**Work to complete**
Every entry should be duplicated verbatim, and no picture may appear in the copy.

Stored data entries
============================================================
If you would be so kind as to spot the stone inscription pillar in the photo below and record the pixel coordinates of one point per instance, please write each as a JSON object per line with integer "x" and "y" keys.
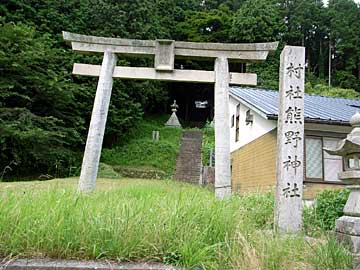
{"x": 222, "y": 129}
{"x": 290, "y": 141}
{"x": 90, "y": 164}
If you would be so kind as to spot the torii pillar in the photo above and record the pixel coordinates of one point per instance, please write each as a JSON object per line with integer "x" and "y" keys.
{"x": 164, "y": 52}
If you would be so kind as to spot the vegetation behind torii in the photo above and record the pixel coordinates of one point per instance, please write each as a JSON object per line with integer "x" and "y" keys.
{"x": 44, "y": 110}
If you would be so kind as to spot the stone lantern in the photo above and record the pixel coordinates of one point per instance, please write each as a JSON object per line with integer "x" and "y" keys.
{"x": 173, "y": 120}
{"x": 348, "y": 226}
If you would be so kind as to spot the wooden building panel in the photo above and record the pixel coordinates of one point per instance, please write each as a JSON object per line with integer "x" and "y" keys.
{"x": 254, "y": 164}
{"x": 254, "y": 168}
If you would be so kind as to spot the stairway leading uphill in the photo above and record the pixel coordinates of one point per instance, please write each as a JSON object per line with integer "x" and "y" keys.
{"x": 188, "y": 163}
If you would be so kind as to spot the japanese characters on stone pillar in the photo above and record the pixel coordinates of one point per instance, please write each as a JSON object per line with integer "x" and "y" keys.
{"x": 290, "y": 141}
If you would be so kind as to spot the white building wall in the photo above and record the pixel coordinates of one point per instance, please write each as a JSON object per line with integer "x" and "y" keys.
{"x": 250, "y": 132}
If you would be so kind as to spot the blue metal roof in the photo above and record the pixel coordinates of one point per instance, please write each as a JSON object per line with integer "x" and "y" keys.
{"x": 318, "y": 109}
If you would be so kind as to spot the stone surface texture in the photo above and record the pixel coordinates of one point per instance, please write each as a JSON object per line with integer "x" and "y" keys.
{"x": 189, "y": 163}
{"x": 177, "y": 75}
{"x": 164, "y": 55}
{"x": 50, "y": 264}
{"x": 173, "y": 121}
{"x": 290, "y": 141}
{"x": 348, "y": 225}
{"x": 236, "y": 51}
{"x": 222, "y": 129}
{"x": 208, "y": 177}
{"x": 99, "y": 114}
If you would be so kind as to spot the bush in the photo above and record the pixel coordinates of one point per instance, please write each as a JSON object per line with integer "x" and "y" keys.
{"x": 328, "y": 207}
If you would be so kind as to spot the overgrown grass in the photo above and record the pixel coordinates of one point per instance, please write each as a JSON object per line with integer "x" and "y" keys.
{"x": 141, "y": 150}
{"x": 166, "y": 221}
{"x": 208, "y": 144}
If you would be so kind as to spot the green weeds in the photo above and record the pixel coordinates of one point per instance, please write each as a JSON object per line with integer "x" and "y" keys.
{"x": 165, "y": 221}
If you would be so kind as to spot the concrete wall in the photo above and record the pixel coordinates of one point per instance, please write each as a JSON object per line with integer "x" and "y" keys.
{"x": 248, "y": 133}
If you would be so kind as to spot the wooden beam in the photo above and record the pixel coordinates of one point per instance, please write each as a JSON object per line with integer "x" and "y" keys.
{"x": 141, "y": 73}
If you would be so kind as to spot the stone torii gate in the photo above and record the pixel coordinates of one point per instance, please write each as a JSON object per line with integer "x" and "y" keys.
{"x": 164, "y": 52}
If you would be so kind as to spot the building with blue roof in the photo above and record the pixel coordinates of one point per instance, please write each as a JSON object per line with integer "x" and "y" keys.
{"x": 253, "y": 118}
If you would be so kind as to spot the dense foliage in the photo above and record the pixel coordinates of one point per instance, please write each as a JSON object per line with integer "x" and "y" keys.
{"x": 44, "y": 110}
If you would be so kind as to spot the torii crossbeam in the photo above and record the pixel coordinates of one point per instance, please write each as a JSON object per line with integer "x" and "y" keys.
{"x": 164, "y": 52}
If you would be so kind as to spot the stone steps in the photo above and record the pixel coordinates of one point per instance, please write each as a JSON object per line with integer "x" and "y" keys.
{"x": 189, "y": 162}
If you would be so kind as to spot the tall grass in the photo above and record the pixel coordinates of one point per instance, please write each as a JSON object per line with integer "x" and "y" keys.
{"x": 141, "y": 150}
{"x": 152, "y": 220}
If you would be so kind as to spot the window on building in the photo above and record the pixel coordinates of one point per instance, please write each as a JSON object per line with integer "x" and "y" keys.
{"x": 237, "y": 129}
{"x": 320, "y": 166}
{"x": 314, "y": 162}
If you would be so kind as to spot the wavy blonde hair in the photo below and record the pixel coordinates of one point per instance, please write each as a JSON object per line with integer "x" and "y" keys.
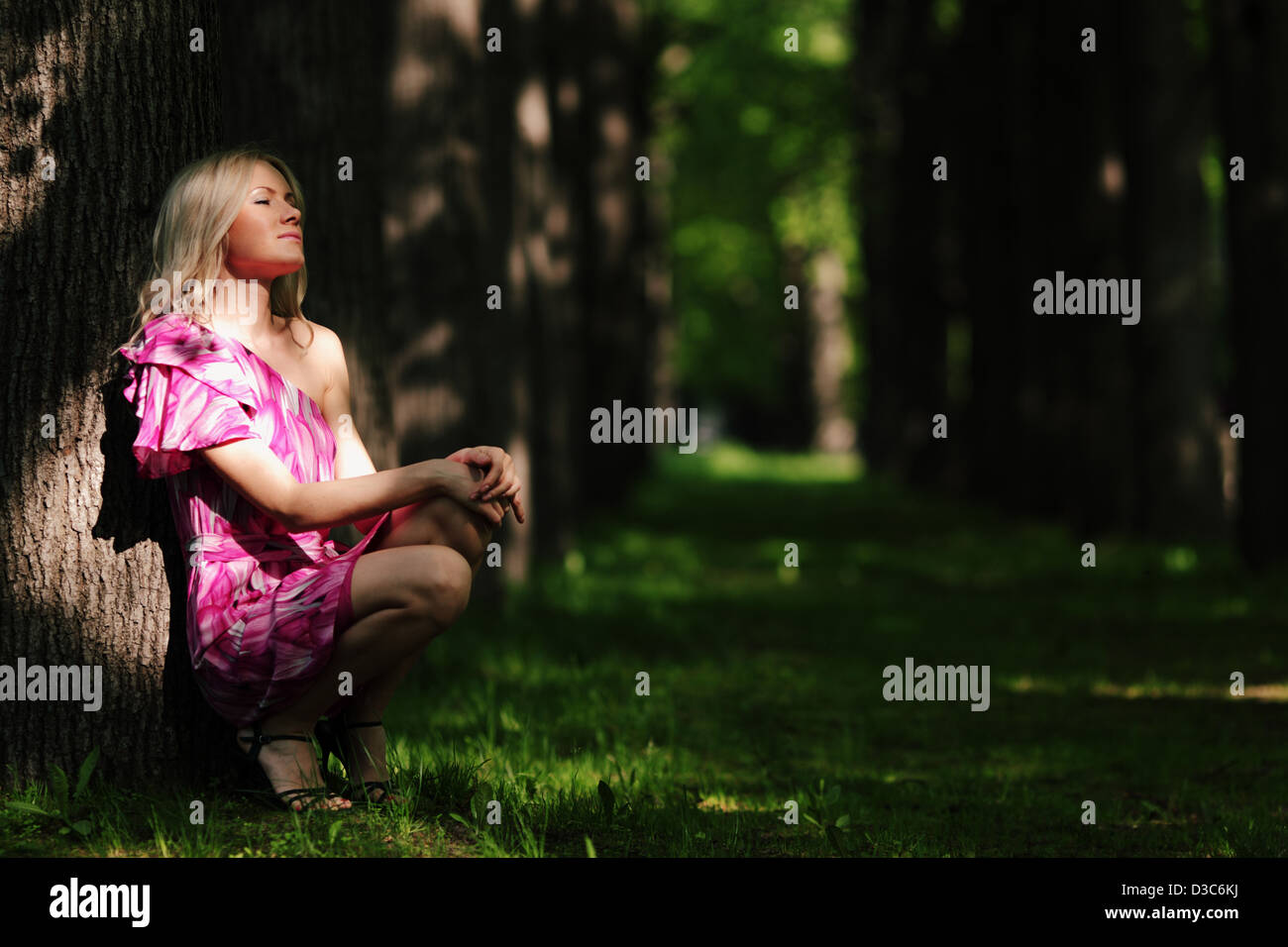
{"x": 191, "y": 236}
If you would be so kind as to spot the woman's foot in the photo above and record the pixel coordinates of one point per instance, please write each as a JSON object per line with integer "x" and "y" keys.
{"x": 366, "y": 748}
{"x": 291, "y": 764}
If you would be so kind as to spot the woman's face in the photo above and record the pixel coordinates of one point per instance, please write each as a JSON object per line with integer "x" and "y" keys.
{"x": 266, "y": 240}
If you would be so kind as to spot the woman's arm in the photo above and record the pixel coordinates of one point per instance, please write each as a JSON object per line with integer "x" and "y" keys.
{"x": 351, "y": 454}
{"x": 258, "y": 474}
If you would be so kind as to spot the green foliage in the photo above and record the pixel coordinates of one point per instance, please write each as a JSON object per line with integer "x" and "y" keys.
{"x": 761, "y": 147}
{"x": 68, "y": 805}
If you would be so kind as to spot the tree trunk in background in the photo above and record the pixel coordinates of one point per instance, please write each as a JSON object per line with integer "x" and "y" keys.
{"x": 829, "y": 354}
{"x": 1076, "y": 407}
{"x": 91, "y": 565}
{"x": 458, "y": 367}
{"x": 1046, "y": 423}
{"x": 313, "y": 102}
{"x": 901, "y": 132}
{"x": 995, "y": 137}
{"x": 1249, "y": 38}
{"x": 1166, "y": 86}
{"x": 597, "y": 142}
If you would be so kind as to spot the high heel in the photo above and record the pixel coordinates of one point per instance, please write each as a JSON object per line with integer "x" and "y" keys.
{"x": 283, "y": 797}
{"x": 327, "y": 733}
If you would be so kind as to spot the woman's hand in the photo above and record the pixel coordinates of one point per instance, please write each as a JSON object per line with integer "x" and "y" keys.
{"x": 501, "y": 482}
{"x": 459, "y": 480}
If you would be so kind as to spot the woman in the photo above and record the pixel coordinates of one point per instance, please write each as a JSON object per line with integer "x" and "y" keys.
{"x": 244, "y": 406}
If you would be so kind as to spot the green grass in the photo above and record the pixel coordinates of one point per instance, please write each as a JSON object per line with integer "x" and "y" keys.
{"x": 1108, "y": 684}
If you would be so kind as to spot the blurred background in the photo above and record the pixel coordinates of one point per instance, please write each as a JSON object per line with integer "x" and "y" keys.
{"x": 732, "y": 206}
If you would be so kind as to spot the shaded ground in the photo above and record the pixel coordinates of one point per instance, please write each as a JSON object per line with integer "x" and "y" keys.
{"x": 1109, "y": 684}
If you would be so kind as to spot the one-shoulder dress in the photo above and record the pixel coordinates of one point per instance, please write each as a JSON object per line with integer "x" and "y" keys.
{"x": 265, "y": 604}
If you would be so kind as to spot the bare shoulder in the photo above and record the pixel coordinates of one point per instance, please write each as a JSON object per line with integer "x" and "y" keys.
{"x": 330, "y": 352}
============================================================
**Output for this exercise**
If you would be so kind as to spot the stone inscription pillar in the photo below and record the pixel coordinates of one point per instance, please write each as a JSON object per line with integer "x" and "y" keys.
{"x": 222, "y": 129}
{"x": 290, "y": 141}
{"x": 90, "y": 164}
If you would be so kind as to spot the torii pillar in the photo above and record the pixel coordinates of one point per instance, please write each as a JSON object per line with integer "x" and "y" keys.
{"x": 164, "y": 52}
If you would be so kind as to spot the vegetation behind torii in the photo above and record the pixel coordinates of one point per instance, please write each as a JSON object per line with integer "x" and "y" keys.
{"x": 44, "y": 110}
If you would be so kind as to spot the stone lantern in the photo above and record the pixel coordinates of one point per instance, please write each as a JSON object per line with integer "x" and "y" keys.
{"x": 173, "y": 120}
{"x": 348, "y": 226}
If you would be so kind as to spot the wooden building panel in the photo above and record the pixel coordinates of one point per instance, please write each as a JSON object per line with integer "x" and "y" keys.
{"x": 254, "y": 164}
{"x": 254, "y": 168}
If you would be so kind as to spot the stairway leading uphill in the photo above and record the pixel coordinates of one point per instance, please write each as a JSON object per line with integer "x" and "y" keys.
{"x": 188, "y": 163}
If you would be so kind as to spot the japanese characters on stone pillar in the photo above and record the pixel coordinates of one point per instance, please write each as a JSON object per line with integer "x" and "y" keys.
{"x": 290, "y": 141}
If you would be so kind as to spot the white building wall in the photo above and record the pixel coordinates of one point per instance, please write each as a JSON object per line with integer "x" and "y" keys.
{"x": 250, "y": 132}
If you would be so kind as to spot the blue metal roof in the photo above and record the pixel coordinates of one point per instance, please write each as a JSON object per line with integer "x" and "y" keys.
{"x": 318, "y": 109}
If you would be so kind as to spot the stone surface texture in the photo above and record the pixel coordinates of one point per instance, please write each as a JSON object per line with integer "x" and "y" keys.
{"x": 189, "y": 163}
{"x": 177, "y": 75}
{"x": 164, "y": 55}
{"x": 50, "y": 264}
{"x": 173, "y": 121}
{"x": 290, "y": 141}
{"x": 348, "y": 225}
{"x": 236, "y": 51}
{"x": 222, "y": 129}
{"x": 208, "y": 177}
{"x": 99, "y": 114}
If you would be so kind as to spot the bush in the photo above and record the pixel coordinates of one point per instance, please write each as a JSON object per line with integer "x" and "y" keys.
{"x": 328, "y": 207}
If you would be so kind as to spot the overgrown grass in the photo above and record the pixel coordinates of one point per instance, please write each as a JSON object per line with integer "x" and "y" keys.
{"x": 141, "y": 150}
{"x": 166, "y": 221}
{"x": 208, "y": 144}
If you would be so kind as to spot the green weeds in the photo above and record the pixel coordinates of one point per instance, please write each as a JSON object per line with integer "x" and "y" keys.
{"x": 165, "y": 221}
If you would be so kind as to spot the concrete wall in the photo above and record the pixel coordinates of one point per instance, please write each as a JSON object per line with integer "x" and "y" keys.
{"x": 248, "y": 133}
If you would be so kind as to spot the wooden beam in the photo above and record the pixel coordinates of one point per instance, please write each as a JSON object per line with integer "x" and "y" keys.
{"x": 141, "y": 73}
If you would be so kind as to spot the stone torii gate in the photo above and record the pixel coordinates of one point per instance, please write each as a JSON object per line with integer "x" and "y" keys.
{"x": 164, "y": 52}
If you would be so kind as to spot the building with blue roof in the photo above and record the pixel coordinates of one point per instance, please write each as a JSON object per line with integer "x" and "y" keys.
{"x": 253, "y": 118}
If you would be so kind as to spot the dense foliage in the photo above and record the pixel coordinates of one point per instance, please write each as a JSON object per line with integer "x" and "y" keys.
{"x": 44, "y": 110}
If you would be so kind as to spot the torii crossbeam in the photo above and record the pixel coordinates of one point per instance, please write each as a JSON object per line with integer "x" and "y" keys.
{"x": 164, "y": 52}
If you would be so kind as to spot the stone steps in the photo above and record the pixel coordinates of one point per instance, please write each as a JSON object per line with integer "x" and "y" keys.
{"x": 189, "y": 162}
If you would be so kind as to spot the tall grass in the photo above and record the pixel coordinates of one point per instance, please write each as a JSON object per line with integer "x" and "y" keys.
{"x": 141, "y": 150}
{"x": 152, "y": 220}
If you would be so kind as to spot the window on building in the photo above and record the pixel coordinates of one point per instance, please write each as a JSON object per line with integer "x" and "y" keys.
{"x": 237, "y": 129}
{"x": 320, "y": 166}
{"x": 314, "y": 162}
If you would be so kind as to spot the wavy blonde hair in the photo below and record the pixel coordinates of one point per instance, please write each as a JSON object per line with integer "x" and "y" keys.
{"x": 191, "y": 236}
If you would be so kind as to spot the woman's foot in the photo above and record the pixel coordinates of one point per instance, please write each as a JSON object per line with integer "x" and "y" keys.
{"x": 366, "y": 748}
{"x": 291, "y": 764}
If you would be so kind as to spot the woman's face in the photo above and record the pixel coordinates of one point per instance, please write each as a JSON object per line with integer "x" and "y" keys.
{"x": 266, "y": 240}
If you would be so kind as to spot the woman's arm in the photo above and record the pixel coordinates of one point per instance, please write each as a JSON object per line with integer "x" and "y" keys.
{"x": 351, "y": 454}
{"x": 258, "y": 474}
If you would be so kind as to spot the green foliage in the photo above and record the pixel coordinates of one point per instance, please write each as a JSON object per line with integer "x" and "y" keys.
{"x": 761, "y": 147}
{"x": 68, "y": 805}
If you would be so kind as to spot the tree trunk in background in the photo above and record the pixel coordinates of one point per instance, please write each as a JSON object per line with integer "x" and "y" keys.
{"x": 829, "y": 354}
{"x": 1076, "y": 407}
{"x": 91, "y": 565}
{"x": 458, "y": 367}
{"x": 1046, "y": 423}
{"x": 313, "y": 102}
{"x": 901, "y": 132}
{"x": 995, "y": 137}
{"x": 1249, "y": 38}
{"x": 1166, "y": 86}
{"x": 597, "y": 142}
If you would be so kind as to spot the high heel in the photo above and record the pixel coordinates of one point per instance, please write each as a JSON object per line with integer "x" and "y" keys.
{"x": 283, "y": 797}
{"x": 327, "y": 733}
If you would be so kind as to spot the woman's hand in the photo above and record the pixel coordinates of one point per instance, please write each as a JSON object per line with integer "x" and "y" keys.
{"x": 501, "y": 482}
{"x": 459, "y": 480}
If you would be so kind as to spot the woman in the photo above and record the pixel coordinates of one point per instance, please write each as a JSON object per line with integer "x" and "y" keys.
{"x": 244, "y": 406}
If you would be so kind as to spot the green grass in the photo above and record the pixel coordinates of one point per instance, please write each as a JSON object per line with integer "x" and "y" keys.
{"x": 1108, "y": 684}
If you would be so kind as to spot the blurred background in the photo above and record the pixel coordinates of one point per instance, please write each as a JSON object per line with integer "x" and "y" keys.
{"x": 732, "y": 206}
If you would be so kind as to spot the shaded ground in the photo above and record the pixel coordinates of one point per instance, please write each as a JSON object per line with integer "x" and "y" keys.
{"x": 1109, "y": 684}
If you would be so kind as to spot the one-shoulder dress in the photo above and record the pixel coordinates of one point per instance, please write each as a JSON object per line with integer "x" and "y" keys.
{"x": 265, "y": 604}
If you would be so kind as to spot the bare shoulder in the photo above and record the pixel coordinates of one point per instance, please write each as a JSON object per line with integer "x" and "y" keys.
{"x": 330, "y": 352}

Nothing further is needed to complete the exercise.